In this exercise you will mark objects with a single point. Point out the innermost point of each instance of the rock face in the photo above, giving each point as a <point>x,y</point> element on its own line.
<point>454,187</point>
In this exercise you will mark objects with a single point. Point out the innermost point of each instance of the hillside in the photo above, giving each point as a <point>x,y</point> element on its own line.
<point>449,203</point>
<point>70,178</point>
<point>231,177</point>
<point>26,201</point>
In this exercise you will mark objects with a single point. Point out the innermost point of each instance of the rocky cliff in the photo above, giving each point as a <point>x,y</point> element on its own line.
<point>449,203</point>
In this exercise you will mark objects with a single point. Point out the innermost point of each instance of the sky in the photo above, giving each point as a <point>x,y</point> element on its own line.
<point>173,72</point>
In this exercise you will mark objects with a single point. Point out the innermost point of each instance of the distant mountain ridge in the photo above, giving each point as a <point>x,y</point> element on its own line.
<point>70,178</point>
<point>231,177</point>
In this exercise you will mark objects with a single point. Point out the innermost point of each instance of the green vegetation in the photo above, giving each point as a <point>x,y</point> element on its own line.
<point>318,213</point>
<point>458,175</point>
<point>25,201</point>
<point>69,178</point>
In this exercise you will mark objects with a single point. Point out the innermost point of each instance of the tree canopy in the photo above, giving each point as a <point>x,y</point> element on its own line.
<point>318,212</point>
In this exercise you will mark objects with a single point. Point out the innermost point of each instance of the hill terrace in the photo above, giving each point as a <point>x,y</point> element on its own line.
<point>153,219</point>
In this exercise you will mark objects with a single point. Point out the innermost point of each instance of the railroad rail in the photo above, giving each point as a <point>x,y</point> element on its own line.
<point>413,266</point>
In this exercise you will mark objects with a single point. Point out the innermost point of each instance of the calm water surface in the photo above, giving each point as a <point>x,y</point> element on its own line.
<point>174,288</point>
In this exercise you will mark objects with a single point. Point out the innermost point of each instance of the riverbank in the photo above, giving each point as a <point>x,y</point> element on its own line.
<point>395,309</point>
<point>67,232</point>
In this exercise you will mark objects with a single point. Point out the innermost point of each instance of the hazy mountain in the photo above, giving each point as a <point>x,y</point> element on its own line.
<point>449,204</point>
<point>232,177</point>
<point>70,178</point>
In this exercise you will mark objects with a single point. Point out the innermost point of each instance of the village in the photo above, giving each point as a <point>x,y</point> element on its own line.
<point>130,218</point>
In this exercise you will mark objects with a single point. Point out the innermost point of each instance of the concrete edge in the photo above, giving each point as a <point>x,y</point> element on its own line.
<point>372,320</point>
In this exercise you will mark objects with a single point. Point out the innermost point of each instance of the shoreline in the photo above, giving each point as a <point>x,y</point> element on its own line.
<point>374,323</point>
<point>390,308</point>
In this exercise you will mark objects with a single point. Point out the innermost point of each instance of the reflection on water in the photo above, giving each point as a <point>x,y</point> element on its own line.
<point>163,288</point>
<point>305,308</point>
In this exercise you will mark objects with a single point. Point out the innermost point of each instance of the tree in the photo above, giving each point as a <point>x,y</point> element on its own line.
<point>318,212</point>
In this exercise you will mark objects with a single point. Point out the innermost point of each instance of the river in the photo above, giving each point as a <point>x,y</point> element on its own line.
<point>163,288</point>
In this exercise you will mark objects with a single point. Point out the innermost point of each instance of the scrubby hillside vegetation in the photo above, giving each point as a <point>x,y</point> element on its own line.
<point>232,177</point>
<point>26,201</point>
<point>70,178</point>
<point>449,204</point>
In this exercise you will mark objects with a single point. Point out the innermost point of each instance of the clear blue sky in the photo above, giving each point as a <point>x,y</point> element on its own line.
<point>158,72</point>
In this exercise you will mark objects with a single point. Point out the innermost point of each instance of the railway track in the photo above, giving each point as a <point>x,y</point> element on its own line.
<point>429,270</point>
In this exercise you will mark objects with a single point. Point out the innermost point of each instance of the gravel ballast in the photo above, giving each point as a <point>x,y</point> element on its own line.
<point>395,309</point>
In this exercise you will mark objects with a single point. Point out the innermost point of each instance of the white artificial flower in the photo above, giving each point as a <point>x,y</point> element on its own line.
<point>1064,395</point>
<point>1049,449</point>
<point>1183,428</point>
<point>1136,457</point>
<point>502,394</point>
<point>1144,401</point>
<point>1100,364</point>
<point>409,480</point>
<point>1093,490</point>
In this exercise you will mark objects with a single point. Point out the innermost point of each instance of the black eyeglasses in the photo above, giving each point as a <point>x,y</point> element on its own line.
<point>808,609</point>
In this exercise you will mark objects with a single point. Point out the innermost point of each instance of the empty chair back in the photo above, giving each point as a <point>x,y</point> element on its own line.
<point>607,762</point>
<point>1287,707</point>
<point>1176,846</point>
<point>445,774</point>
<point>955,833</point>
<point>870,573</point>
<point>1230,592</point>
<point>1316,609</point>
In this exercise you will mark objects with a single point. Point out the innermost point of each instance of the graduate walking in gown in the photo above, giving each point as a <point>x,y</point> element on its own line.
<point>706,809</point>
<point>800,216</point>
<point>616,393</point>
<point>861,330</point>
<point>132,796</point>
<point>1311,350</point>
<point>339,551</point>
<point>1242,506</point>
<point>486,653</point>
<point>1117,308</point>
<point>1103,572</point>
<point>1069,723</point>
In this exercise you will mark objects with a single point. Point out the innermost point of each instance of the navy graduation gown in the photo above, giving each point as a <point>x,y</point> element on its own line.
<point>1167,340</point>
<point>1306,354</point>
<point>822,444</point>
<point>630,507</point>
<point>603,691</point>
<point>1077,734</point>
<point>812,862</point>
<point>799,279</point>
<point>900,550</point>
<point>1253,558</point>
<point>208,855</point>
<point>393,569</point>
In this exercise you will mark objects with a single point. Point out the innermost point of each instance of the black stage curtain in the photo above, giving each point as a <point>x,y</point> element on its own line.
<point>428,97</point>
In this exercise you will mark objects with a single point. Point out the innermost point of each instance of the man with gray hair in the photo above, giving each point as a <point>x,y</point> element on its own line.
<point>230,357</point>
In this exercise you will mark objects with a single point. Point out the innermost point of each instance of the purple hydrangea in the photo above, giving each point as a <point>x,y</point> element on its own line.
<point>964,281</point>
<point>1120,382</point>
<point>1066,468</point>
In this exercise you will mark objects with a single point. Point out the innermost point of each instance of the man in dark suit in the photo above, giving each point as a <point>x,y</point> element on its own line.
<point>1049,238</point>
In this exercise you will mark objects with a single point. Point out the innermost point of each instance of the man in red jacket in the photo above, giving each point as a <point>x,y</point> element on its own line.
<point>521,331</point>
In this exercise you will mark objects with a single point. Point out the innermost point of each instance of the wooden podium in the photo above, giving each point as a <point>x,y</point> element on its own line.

• _Exercise directions_:
Return all of the data above verbatim.

• _Task result_:
In this exercise you will mark objects with a single point. Point out the innermost point of each instance of the rock face in the photo above, giving each point as a <point>x,y</point> element on its own line.
<point>454,187</point>
In this exercise you will mark objects with a single point. Point out the innermost point of each instance of the hillside in the photo above, giving each point as a <point>x,y</point> element on its own line.
<point>449,203</point>
<point>70,178</point>
<point>231,177</point>
<point>26,201</point>
In this exercise you will mark objects with a single point. Point out the innermost point of each instance of the rocky cliff in the photo above, giving each point as a <point>x,y</point> element on its own line.
<point>449,203</point>
In this exercise you will mark objects with a single point. Point out the innermost point of each instance of the sky in the photo above, giving each point as a <point>x,y</point> element on its own line.
<point>173,72</point>
In this exercise you will mark objects with a single point. Point out the innermost point of each instance of the distant mountain ridge in the photo above, giving each point as a <point>x,y</point> element on its own line.
<point>70,178</point>
<point>231,177</point>
In this exercise you will mark objects with a single point. Point out the innermost point of each instance of the green vegetation in the photo above, giving each point as a <point>x,y</point> element on its own line.
<point>318,213</point>
<point>458,175</point>
<point>25,201</point>
<point>69,178</point>
In this exercise you will mark objects with a single point. Point out the innermost point of each instance of the tree canopy in the photo above, giving each point as a <point>x,y</point> element on its own line.
<point>318,212</point>
In this exercise you will mark objects with a single point. Point out the innermost point of each instance of the hill terrace in the photo above, giving each point as a <point>x,y</point> element on its own line.
<point>153,219</point>
In this exercise you will mark objects with a single point. Point out the innermost point of each instance of the railroad rail in the photo above, giving each point as a <point>x,y</point> element on its own line.
<point>413,266</point>
In this exercise you will mark objects with a single point. Point out the innermost point of each instance of the calm water surface in the photo above, giving each point as a <point>x,y</point> element on its own line.
<point>174,288</point>
In this exercise you will mark objects with a single point. Point out the innermost point of each instance of the riverbank in the photo above, giving each point as a <point>x,y</point> element on its own line.
<point>395,309</point>
<point>67,232</point>
In this exercise you will mark objects with a single point. Point out the innermost point of each instance of the hazy mountain in the photo above, giving each point as a <point>x,y</point> element on its own line.
<point>449,204</point>
<point>232,177</point>
<point>70,178</point>
In this exercise you will mark objects with a single point. Point out the innermost point of each instance of the village in the photo above, giving each point as a <point>x,y</point> element on its own line.
<point>130,218</point>
In this exercise you will mark objects with a single point. Point out the innermost point of each instance of the concrete edge in the photo above, giving each point as a <point>x,y</point> element on its own line.
<point>372,320</point>
In this exercise you will mark objects with a single point. Point out the innermost point of each instance of the shoreline in the photo above, giving each point as a <point>x,y</point> element on its own line.
<point>374,323</point>
<point>390,308</point>
In this exercise you will mark objects with a single point. Point out the innermost point of each instance of the reflection on water in the photo above, giving each point as a <point>x,y</point> element on its own line.
<point>163,288</point>
<point>305,308</point>
In this exercise you will mark objects with a single point. Point out the innermost point of each instance of the tree in the photo above, giving each point as a <point>x,y</point> element on its own line.
<point>318,212</point>
In this exercise you will mark objects with a single point. Point out the innermost point of each instance of the river in the photo above, giving each point as a <point>x,y</point> element on its own line.
<point>163,288</point>
In this exercise you will mark objects with a single point. Point out the innermost point of each instance of the scrubby hillside vegetation in the photo above, giving each point as a <point>x,y</point> element on its own line.
<point>232,177</point>
<point>26,201</point>
<point>70,178</point>
<point>449,204</point>
In this exercise you will mark objects with a single point. Point out the innermost point of each instance of the clear blue sky in the photo above, giving each point as a <point>x,y</point> element on its own line.
<point>158,72</point>
In this exercise you will mark objects with a single point. Point out the innermost point of each instance of the railway track in the photo above, giving each point as a <point>x,y</point> element on its own line.
<point>429,270</point>
In this exercise you will mark objects with a single point. Point out the innermost point of each instance of the gravel ballast in the photo above, giving each point as a <point>x,y</point> element on its own line.
<point>395,309</point>
In this exercise you will mark objects with a single point. Point out the innermost point of each instance of the white artificial flower in the photo above, giving each point as a <point>x,y</point> element on its own line.
<point>1064,395</point>
<point>1049,449</point>
<point>1183,428</point>
<point>1136,457</point>
<point>502,394</point>
<point>1144,401</point>
<point>1100,364</point>
<point>409,480</point>
<point>1093,490</point>
In this exercise you will mark objects with a single point. Point out the innermost point of each instance of the black eyeglasses in the photo above, giving each point as a <point>x,y</point> element on its own line.
<point>808,609</point>
In this exercise you will mark objects with a single point. Point out the innermost point of each instance of the empty chair back in the photo above, giving each point as a <point>x,y</point> element on its own line.
<point>607,762</point>
<point>1287,707</point>
<point>1176,846</point>
<point>445,774</point>
<point>955,833</point>
<point>870,573</point>
<point>1230,592</point>
<point>1316,609</point>
In this exercise you will mark objects with a single point. Point out the innermost point of each instance of the graduate walking in gown in the photo above, giving each point as a <point>x,y</point> element on its own line.
<point>706,809</point>
<point>800,216</point>
<point>616,393</point>
<point>861,330</point>
<point>132,796</point>
<point>1311,350</point>
<point>339,551</point>
<point>1242,506</point>
<point>486,653</point>
<point>1117,308</point>
<point>1103,572</point>
<point>1069,723</point>
In this exercise you will mark objects with a single point. Point out the innermost point of each instance of the navy graduation gown in the photo above, giving each point as a <point>x,y</point> element on its own line.
<point>1167,340</point>
<point>1306,354</point>
<point>822,444</point>
<point>630,507</point>
<point>603,691</point>
<point>1077,734</point>
<point>812,862</point>
<point>799,279</point>
<point>900,550</point>
<point>1253,558</point>
<point>208,855</point>
<point>393,569</point>
In this exercise you will mark objects with a single point. Point out the innermost point of each instance of the black stage curtain in the photo above, giving each point as a <point>x,y</point> element on its own line.
<point>428,97</point>
In this exercise you will mark objects with a single point. Point out the innermost point of each instance of the man with gray hair in the photo above, giving each point as a <point>x,y</point> element on its own line.
<point>230,357</point>
In this exercise you will mark objects with a single point. Point out the innermost point of each instance of the purple hydrangea in the photo above, giving each point as a <point>x,y</point> element on its own line.
<point>964,281</point>
<point>1120,382</point>
<point>1066,468</point>
In this exercise you will mark objects with a single point. Point out the innermost point of each instance of the man in dark suit in the photo above, giving each point as a <point>x,y</point> element on its own line.
<point>1049,238</point>
In this exercise you will mark objects with a single point. Point out the innermost point of each instance of the man in red jacket in the photo above, giving each point as a <point>x,y</point> element on its own line.
<point>521,331</point>
In this exercise you will mark objects with a single point. Point out the innermost point of each instance of the wooden podium in the photo above, giving each point as a <point>x,y</point> element on its own line.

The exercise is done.